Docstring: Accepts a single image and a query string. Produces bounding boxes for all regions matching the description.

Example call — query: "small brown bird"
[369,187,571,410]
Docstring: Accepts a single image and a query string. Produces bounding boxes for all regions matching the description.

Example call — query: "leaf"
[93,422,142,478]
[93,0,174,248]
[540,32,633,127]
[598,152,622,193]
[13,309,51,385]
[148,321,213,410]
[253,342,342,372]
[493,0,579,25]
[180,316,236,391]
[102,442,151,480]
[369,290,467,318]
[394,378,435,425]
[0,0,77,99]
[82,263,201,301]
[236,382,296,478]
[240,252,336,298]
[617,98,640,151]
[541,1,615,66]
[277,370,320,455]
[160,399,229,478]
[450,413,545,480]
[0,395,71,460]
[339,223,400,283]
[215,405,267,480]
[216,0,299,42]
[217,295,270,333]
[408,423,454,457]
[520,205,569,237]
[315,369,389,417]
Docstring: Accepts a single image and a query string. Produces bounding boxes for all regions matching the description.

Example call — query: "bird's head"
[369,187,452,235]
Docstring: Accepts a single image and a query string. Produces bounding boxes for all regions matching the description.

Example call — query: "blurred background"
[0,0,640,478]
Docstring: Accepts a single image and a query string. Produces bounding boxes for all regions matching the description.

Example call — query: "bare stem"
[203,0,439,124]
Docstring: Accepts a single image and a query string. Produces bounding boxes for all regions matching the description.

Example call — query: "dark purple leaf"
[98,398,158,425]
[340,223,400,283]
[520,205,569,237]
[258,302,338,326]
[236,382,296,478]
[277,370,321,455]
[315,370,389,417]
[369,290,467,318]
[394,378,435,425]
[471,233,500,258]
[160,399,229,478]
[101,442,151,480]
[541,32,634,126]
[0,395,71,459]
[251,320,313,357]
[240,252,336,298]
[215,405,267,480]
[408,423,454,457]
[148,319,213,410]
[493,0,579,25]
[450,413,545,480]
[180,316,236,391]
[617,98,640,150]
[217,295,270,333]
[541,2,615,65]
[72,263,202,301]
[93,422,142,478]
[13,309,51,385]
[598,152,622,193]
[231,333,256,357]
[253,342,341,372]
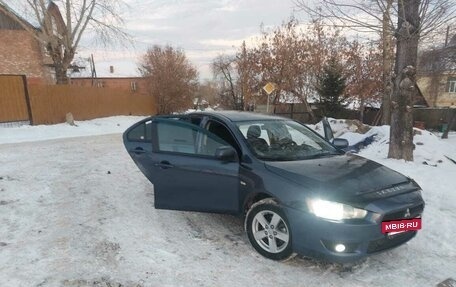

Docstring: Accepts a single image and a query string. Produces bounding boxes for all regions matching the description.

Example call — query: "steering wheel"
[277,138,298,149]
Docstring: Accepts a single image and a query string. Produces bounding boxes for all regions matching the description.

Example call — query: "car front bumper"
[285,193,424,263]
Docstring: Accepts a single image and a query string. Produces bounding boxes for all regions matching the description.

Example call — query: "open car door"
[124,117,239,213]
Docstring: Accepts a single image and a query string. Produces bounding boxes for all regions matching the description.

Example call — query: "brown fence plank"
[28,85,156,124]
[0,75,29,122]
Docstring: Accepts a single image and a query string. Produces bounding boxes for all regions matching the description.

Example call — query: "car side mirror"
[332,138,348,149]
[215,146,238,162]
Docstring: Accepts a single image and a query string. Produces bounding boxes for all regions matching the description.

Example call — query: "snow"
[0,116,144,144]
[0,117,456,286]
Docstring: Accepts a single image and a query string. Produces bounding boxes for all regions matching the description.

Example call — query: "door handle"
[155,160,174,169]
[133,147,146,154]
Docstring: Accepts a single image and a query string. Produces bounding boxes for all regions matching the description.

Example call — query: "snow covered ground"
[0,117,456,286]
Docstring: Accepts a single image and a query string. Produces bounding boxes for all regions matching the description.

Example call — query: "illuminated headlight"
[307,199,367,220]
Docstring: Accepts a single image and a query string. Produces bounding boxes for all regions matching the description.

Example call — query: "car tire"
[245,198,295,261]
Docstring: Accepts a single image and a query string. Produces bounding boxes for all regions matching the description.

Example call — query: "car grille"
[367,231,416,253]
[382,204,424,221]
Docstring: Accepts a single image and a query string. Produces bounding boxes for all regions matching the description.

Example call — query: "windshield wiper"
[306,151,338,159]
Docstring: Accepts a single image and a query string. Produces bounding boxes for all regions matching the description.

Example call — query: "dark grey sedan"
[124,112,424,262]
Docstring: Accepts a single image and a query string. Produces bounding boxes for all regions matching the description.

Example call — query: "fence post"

* _Exercise requirements_:
Locate every line in the items above that contains the word "fence", and copy each of those lines.

* _Solution for this exercise_:
Example call — query: "brown fence plank"
Example call — query: "fence post"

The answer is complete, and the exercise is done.